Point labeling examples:
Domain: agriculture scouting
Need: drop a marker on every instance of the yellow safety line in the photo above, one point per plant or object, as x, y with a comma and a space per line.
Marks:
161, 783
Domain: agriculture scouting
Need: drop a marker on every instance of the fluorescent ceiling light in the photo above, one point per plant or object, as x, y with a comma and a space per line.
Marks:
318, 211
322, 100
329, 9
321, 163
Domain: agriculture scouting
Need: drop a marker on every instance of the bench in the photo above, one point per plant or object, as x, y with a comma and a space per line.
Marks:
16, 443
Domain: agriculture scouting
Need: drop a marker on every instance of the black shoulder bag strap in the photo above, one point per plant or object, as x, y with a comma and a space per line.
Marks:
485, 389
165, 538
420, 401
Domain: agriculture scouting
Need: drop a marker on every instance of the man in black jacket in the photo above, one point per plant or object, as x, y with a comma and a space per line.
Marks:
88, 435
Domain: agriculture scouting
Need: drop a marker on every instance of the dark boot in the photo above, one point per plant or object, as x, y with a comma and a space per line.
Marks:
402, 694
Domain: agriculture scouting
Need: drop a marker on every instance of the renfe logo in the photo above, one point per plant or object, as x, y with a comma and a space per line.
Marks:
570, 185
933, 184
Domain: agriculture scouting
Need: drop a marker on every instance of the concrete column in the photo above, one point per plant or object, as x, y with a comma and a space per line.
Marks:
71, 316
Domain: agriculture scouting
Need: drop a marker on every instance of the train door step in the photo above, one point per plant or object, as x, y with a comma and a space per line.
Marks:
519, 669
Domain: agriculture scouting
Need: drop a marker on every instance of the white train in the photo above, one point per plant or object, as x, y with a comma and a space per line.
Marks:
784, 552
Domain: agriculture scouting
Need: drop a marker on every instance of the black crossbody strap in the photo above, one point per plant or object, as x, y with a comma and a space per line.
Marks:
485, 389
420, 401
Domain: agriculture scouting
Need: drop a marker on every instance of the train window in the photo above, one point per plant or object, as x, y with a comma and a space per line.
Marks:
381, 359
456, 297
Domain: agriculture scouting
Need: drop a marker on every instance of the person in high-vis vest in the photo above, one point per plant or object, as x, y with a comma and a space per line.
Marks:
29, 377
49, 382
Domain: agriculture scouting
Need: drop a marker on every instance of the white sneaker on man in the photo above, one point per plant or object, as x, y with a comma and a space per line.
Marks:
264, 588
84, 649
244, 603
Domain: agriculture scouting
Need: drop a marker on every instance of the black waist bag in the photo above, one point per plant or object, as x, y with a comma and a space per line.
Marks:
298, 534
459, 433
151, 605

> **Task**: Go through the listing and copy all of it exactly.

> **Task response**:
Domain: agriculture scouting
Need: drop a marker on every instance of the yellow safety line in the photo above, one point per plant or object, as x, y with a comma and a space per line.
Marks:
161, 783
Domain: agriculture scouting
Need: drop a marker on every instance of the fluorescent ceiling light in the photo above, one point per plant or object, as x, y with a comma and a space per line.
Marks:
318, 211
322, 100
329, 9
321, 163
Domain: agriculture scouting
Need: drop a marker on every instance of the bench in the photo above, one point per plant or object, as x, y with a comma and a space per line.
Marks:
16, 443
Domain: agriculture scouting
Need: drop a marker on every instance of the black shoulder bag strap in the photo above, one point per plant or object, as x, y with a comma and a space per line.
Marks:
485, 389
165, 538
420, 401
Domain: agriculture scouting
Need: drop a marker on every instance of the man in black jacket in the photo above, one point per plant or object, as x, y with a comma and a space per line.
Marks:
88, 435
Domain: agriculture scouting
Need: drop a marker on every instance of the dark boot in the photo above, one point per plant or object, as x, y with a comma and a space per line.
Marks:
402, 694
Domain: agriculture scouting
Need: drop a marker on every instance of the renfe logo in the photo above, one point per plant or object, as x, y with a comma and a space per line.
Marks:
570, 185
933, 184
Domain: agriculture scouting
Need: drop a marker on every instance of the concrete column in the photo above, one point per plant or object, as x, y with a comma and a space per line.
Marks:
71, 316
Domain: agriculture scouting
Need: drop a marker on every instance of the train door step in the photo above, one point per plant or object, as x, y with a comma and a space per line.
Marks:
519, 669
Domain: agriculture scouting
Need: drop a marker on every instance of the white train in the photo above, one point per plant or object, as x, y with a comma and a space per line.
Marks:
784, 552
Domain: agriculture scouting
Need: drop a marker on every instance of the black crossbody strap in the photo above, one point per plant or object, as x, y with a comma and a space per line.
Marks:
485, 389
420, 401
Domain: agriculture scouting
Need: drop a marker on every instance of the train window in the photo above, one point per plant or object, as x, y with a comma and a space per line.
Marks:
381, 359
456, 297
Domain: agriculture scouting
Need: drop a marker on every instance of the person in high-vis vest in the photo above, one point per plant or object, as x, y with a comma and a space per line.
Marks:
29, 377
49, 382
Domain: agriculture scouting
Need: drop a marker on every instance of the white sneaker on man in the photo above, one point per plant or object, as x, y with a comma and a space per line.
Marks:
264, 588
84, 649
244, 603
Domain: agriculture scouting
Need: drop a marker on every instance of the black waist bag in the photo above, one point per plant or object, as x, y with a comma and a space per line.
Marks:
298, 534
459, 433
151, 605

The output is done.